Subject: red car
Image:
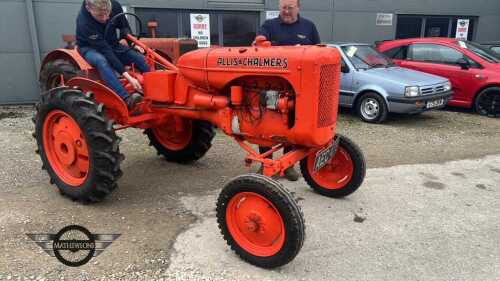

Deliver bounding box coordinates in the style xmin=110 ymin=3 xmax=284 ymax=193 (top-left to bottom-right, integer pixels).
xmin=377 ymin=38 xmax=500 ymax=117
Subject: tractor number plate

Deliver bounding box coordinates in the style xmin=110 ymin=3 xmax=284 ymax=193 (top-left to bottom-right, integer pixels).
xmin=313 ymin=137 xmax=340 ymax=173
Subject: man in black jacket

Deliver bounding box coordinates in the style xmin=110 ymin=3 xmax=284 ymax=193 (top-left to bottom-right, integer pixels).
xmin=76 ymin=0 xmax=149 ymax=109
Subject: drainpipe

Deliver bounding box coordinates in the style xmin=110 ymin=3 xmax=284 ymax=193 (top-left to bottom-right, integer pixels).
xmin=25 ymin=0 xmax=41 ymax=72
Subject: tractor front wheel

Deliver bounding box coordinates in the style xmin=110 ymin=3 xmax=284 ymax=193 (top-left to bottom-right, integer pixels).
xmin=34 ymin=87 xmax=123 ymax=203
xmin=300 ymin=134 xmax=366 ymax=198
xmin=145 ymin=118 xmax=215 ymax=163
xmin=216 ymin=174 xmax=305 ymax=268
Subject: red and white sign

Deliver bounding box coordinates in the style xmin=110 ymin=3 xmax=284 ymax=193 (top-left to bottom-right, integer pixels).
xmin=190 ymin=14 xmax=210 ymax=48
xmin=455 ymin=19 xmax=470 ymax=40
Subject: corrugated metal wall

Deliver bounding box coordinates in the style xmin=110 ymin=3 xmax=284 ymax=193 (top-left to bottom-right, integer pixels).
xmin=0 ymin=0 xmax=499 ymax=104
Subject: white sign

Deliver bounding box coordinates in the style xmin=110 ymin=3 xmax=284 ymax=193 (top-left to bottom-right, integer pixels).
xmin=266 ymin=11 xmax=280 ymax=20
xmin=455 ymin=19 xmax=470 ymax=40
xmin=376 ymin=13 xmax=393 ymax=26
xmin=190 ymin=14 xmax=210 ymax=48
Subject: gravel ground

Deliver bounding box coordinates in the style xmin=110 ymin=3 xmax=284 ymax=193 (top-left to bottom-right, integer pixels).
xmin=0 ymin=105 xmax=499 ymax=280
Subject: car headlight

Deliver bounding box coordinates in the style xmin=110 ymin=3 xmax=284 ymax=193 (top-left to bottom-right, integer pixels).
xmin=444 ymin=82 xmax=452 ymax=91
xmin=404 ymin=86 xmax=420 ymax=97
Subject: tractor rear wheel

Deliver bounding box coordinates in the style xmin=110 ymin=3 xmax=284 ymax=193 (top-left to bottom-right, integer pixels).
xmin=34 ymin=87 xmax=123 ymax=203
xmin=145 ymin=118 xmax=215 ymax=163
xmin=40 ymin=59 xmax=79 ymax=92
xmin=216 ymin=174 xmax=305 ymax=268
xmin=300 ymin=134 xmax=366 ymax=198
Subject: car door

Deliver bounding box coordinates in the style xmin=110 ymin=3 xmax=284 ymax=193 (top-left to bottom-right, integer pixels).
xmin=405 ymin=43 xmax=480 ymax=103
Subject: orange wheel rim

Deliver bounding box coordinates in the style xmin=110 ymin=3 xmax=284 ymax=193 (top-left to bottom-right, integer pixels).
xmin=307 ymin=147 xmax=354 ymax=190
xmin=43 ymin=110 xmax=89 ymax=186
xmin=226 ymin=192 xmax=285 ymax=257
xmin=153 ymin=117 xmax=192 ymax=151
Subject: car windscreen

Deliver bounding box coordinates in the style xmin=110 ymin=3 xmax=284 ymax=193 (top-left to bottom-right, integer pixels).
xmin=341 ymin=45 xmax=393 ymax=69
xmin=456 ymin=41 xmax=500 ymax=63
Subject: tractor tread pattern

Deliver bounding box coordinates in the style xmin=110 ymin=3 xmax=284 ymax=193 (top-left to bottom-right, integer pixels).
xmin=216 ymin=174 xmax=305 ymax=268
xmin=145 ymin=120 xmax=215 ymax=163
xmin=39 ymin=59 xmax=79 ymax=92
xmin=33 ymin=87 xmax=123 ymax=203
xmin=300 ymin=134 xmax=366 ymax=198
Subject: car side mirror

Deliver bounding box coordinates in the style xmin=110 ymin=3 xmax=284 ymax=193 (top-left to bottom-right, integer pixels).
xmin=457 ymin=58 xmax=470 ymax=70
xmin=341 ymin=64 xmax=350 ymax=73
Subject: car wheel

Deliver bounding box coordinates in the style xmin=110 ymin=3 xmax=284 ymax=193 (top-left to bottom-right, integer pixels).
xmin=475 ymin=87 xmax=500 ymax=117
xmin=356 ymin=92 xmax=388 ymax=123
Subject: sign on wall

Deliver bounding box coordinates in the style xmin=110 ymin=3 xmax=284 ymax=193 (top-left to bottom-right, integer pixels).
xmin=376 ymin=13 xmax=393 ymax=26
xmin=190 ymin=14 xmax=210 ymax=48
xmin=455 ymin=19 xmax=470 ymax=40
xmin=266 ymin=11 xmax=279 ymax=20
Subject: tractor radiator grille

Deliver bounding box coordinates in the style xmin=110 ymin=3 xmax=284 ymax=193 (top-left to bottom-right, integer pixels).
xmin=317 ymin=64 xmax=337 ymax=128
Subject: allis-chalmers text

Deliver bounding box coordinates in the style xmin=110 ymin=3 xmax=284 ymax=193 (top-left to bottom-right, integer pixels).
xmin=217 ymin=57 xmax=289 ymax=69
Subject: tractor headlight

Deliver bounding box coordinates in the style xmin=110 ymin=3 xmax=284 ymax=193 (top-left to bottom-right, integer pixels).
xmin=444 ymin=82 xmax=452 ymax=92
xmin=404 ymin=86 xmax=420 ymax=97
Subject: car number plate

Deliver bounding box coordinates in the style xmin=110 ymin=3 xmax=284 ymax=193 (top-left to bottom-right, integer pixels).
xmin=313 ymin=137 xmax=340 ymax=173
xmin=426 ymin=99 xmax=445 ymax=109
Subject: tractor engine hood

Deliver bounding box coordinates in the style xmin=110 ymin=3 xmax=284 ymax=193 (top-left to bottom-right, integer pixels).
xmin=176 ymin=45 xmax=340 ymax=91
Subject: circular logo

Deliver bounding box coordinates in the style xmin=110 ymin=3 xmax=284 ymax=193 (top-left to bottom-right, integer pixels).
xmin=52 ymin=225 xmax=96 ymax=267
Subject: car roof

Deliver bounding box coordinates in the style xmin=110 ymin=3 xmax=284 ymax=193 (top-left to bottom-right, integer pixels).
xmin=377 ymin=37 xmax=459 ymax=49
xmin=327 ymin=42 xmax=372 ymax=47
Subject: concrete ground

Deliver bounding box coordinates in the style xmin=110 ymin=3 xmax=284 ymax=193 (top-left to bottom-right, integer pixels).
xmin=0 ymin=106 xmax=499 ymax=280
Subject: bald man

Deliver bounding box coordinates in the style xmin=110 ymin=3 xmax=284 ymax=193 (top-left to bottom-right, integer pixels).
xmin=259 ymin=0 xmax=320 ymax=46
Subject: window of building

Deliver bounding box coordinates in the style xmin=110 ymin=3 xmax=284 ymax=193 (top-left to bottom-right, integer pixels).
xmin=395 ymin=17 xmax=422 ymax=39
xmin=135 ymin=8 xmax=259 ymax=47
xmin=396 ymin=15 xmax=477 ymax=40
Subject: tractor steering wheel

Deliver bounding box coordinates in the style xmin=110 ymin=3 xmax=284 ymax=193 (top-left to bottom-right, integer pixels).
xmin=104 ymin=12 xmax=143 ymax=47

▬▬▬

» **Task requirements**: Print the records above exactly as they stand, but leave out the pictures.

» **Output of the exercise**:
Subject: red car
Image:

Deliver bounding box coordinates in the style xmin=110 ymin=3 xmax=284 ymax=193 (top-left to bottom-right, integer pixels).
xmin=377 ymin=38 xmax=500 ymax=117
Subject: tractor number plate

Deliver bounding box coordinates in the style xmin=110 ymin=3 xmax=284 ymax=193 (top-left to bottom-right, integer pixels).
xmin=313 ymin=137 xmax=340 ymax=173
Subject: man in black jacket

Deliver bounding box coordinates in the style xmin=110 ymin=3 xmax=284 ymax=193 (top-left to bottom-right, integer pixels).
xmin=76 ymin=0 xmax=149 ymax=109
Subject: drainpipe

Deliver bounding box coordinates in the style xmin=110 ymin=3 xmax=284 ymax=193 (top-left to bottom-right, integer pixels).
xmin=25 ymin=0 xmax=41 ymax=72
Subject: tractor front wheel

Deliver bounding box coordinates in the style xmin=110 ymin=3 xmax=284 ymax=193 (top-left to bottom-right, integer pixels).
xmin=34 ymin=87 xmax=123 ymax=203
xmin=300 ymin=134 xmax=366 ymax=198
xmin=145 ymin=118 xmax=215 ymax=163
xmin=216 ymin=174 xmax=305 ymax=268
Subject: red and white sign

Deliver bounding box coordinates in the style xmin=110 ymin=3 xmax=284 ymax=193 (top-left to bottom-right, integer pixels).
xmin=190 ymin=14 xmax=210 ymax=48
xmin=455 ymin=19 xmax=470 ymax=40
Subject: corrugated metal wall

Deliver bounding box coordinates in the style xmin=110 ymin=3 xmax=284 ymax=193 (top-left to bottom-right, integer pixels).
xmin=0 ymin=0 xmax=499 ymax=104
Subject: white sign

Deliver bounding box coordinates in the style xmin=110 ymin=3 xmax=284 ymax=193 (top-left to bottom-right, integer pixels).
xmin=266 ymin=11 xmax=280 ymax=20
xmin=455 ymin=19 xmax=470 ymax=40
xmin=376 ymin=13 xmax=393 ymax=26
xmin=190 ymin=14 xmax=210 ymax=48
Subject: gravel ground

Deliver bounding box coordinates in the style xmin=110 ymin=3 xmax=284 ymax=193 (top-left to bottom-right, integer pixels).
xmin=0 ymin=105 xmax=499 ymax=280
Subject: car headlight

Deliver bounding box coordinates in the style xmin=110 ymin=3 xmax=284 ymax=193 (top-left to bottom-right, integer pixels).
xmin=444 ymin=82 xmax=452 ymax=91
xmin=404 ymin=86 xmax=420 ymax=97
Subject: tractor rear wheel

Deliver bounding box coordinates in the style xmin=110 ymin=3 xmax=284 ymax=193 (top-left to bottom-right, integer pixels).
xmin=34 ymin=87 xmax=123 ymax=203
xmin=145 ymin=118 xmax=215 ymax=163
xmin=40 ymin=59 xmax=79 ymax=92
xmin=216 ymin=174 xmax=305 ymax=268
xmin=300 ymin=134 xmax=366 ymax=198
Subject: car door

Deliver bounding box coordinates in the style xmin=110 ymin=3 xmax=284 ymax=193 (top-left to bottom-right, integer pixels).
xmin=405 ymin=43 xmax=480 ymax=103
Subject: orange wheel rim

Deliver bounding box coordinates in the style xmin=110 ymin=3 xmax=284 ymax=193 (top-left to bottom-right, integer pixels).
xmin=307 ymin=147 xmax=354 ymax=190
xmin=43 ymin=110 xmax=89 ymax=186
xmin=226 ymin=192 xmax=285 ymax=257
xmin=153 ymin=117 xmax=192 ymax=151
Subject: car windscreen

Deliver bounding box coordinates in the style xmin=110 ymin=3 xmax=284 ymax=193 (top-left to bottom-right, integer pixels).
xmin=341 ymin=45 xmax=393 ymax=69
xmin=456 ymin=41 xmax=500 ymax=63
Subject: tractor tread pattern

Deliver bounding box coordinates in the style xmin=110 ymin=3 xmax=284 ymax=193 (top-left to bottom-right, integer pixels).
xmin=216 ymin=174 xmax=305 ymax=268
xmin=145 ymin=120 xmax=215 ymax=163
xmin=39 ymin=59 xmax=79 ymax=92
xmin=33 ymin=87 xmax=123 ymax=203
xmin=300 ymin=134 xmax=366 ymax=198
Subject: car side mirror

Deliver bounding box coordinates in the style xmin=110 ymin=3 xmax=284 ymax=193 (top-left to bottom-right, integer pixels).
xmin=457 ymin=58 xmax=470 ymax=70
xmin=341 ymin=64 xmax=350 ymax=73
Subject: car wheel

Deliver bounding box coordinates in the style xmin=110 ymin=3 xmax=284 ymax=193 (top-left to bottom-right, integer pixels).
xmin=475 ymin=87 xmax=500 ymax=117
xmin=356 ymin=92 xmax=388 ymax=123
Subject: sign on wall

Deliver bounding box coordinates in the style xmin=110 ymin=3 xmax=284 ymax=193 (top-left to bottom-right, integer pixels).
xmin=376 ymin=13 xmax=393 ymax=26
xmin=190 ymin=14 xmax=210 ymax=48
xmin=455 ymin=19 xmax=470 ymax=40
xmin=266 ymin=11 xmax=279 ymax=20
Subject: tractor radiator grille

Deliver bounding box coordinates in the style xmin=110 ymin=3 xmax=284 ymax=193 (top-left to bottom-right, integer pixels).
xmin=317 ymin=64 xmax=337 ymax=128
Subject: allis-chalmers text

Deliver bounding box coordinates in the style xmin=110 ymin=3 xmax=284 ymax=193 (top-left to bottom-right, integer pixels).
xmin=217 ymin=57 xmax=289 ymax=69
Subject: tractor headlight

Deliver bounding box coordinates in the style xmin=110 ymin=3 xmax=284 ymax=193 (top-left to bottom-right, integer pixels).
xmin=444 ymin=82 xmax=452 ymax=92
xmin=404 ymin=86 xmax=420 ymax=97
Subject: car number plate

Deliver bounding box coordinates in the style xmin=110 ymin=3 xmax=284 ymax=193 (top-left to bottom-right, integer pixels).
xmin=313 ymin=137 xmax=340 ymax=173
xmin=426 ymin=99 xmax=445 ymax=109
Subject: tractor engine hood

Deliver bounding box coordinates in the style xmin=110 ymin=3 xmax=284 ymax=193 (top-left to bottom-right, integer pixels).
xmin=176 ymin=45 xmax=340 ymax=91
Subject: circular logo

Deliver bounding box coordinates in the style xmin=110 ymin=3 xmax=284 ymax=193 (top-left to bottom-right, integer pixels).
xmin=52 ymin=225 xmax=96 ymax=267
Subject: car roof

Deliver bounding box coordinates in the style xmin=110 ymin=3 xmax=284 ymax=193 (top-left to bottom-right, integer pixels).
xmin=377 ymin=37 xmax=459 ymax=49
xmin=327 ymin=42 xmax=372 ymax=47
Subject: concrete ground

Deliver bounding box coordinates in the style xmin=110 ymin=3 xmax=284 ymax=193 (top-left to bottom-right, integer pixels).
xmin=0 ymin=106 xmax=499 ymax=280
Subject: bald man

Deliver bounding box coordinates in the style xmin=110 ymin=3 xmax=284 ymax=193 (top-left to bottom-right, integer pixels).
xmin=259 ymin=0 xmax=320 ymax=46
Subject: window of building

Deliver bounding box coordinates in the style xmin=110 ymin=3 xmax=284 ymax=193 (top-left to bottom-right, integer pixels).
xmin=395 ymin=17 xmax=422 ymax=39
xmin=135 ymin=8 xmax=259 ymax=47
xmin=396 ymin=15 xmax=477 ymax=40
Subject: tractor steering wheel

Deliver bounding box coordinates in the style xmin=110 ymin=3 xmax=284 ymax=193 (top-left to bottom-right, integer pixels).
xmin=104 ymin=12 xmax=143 ymax=47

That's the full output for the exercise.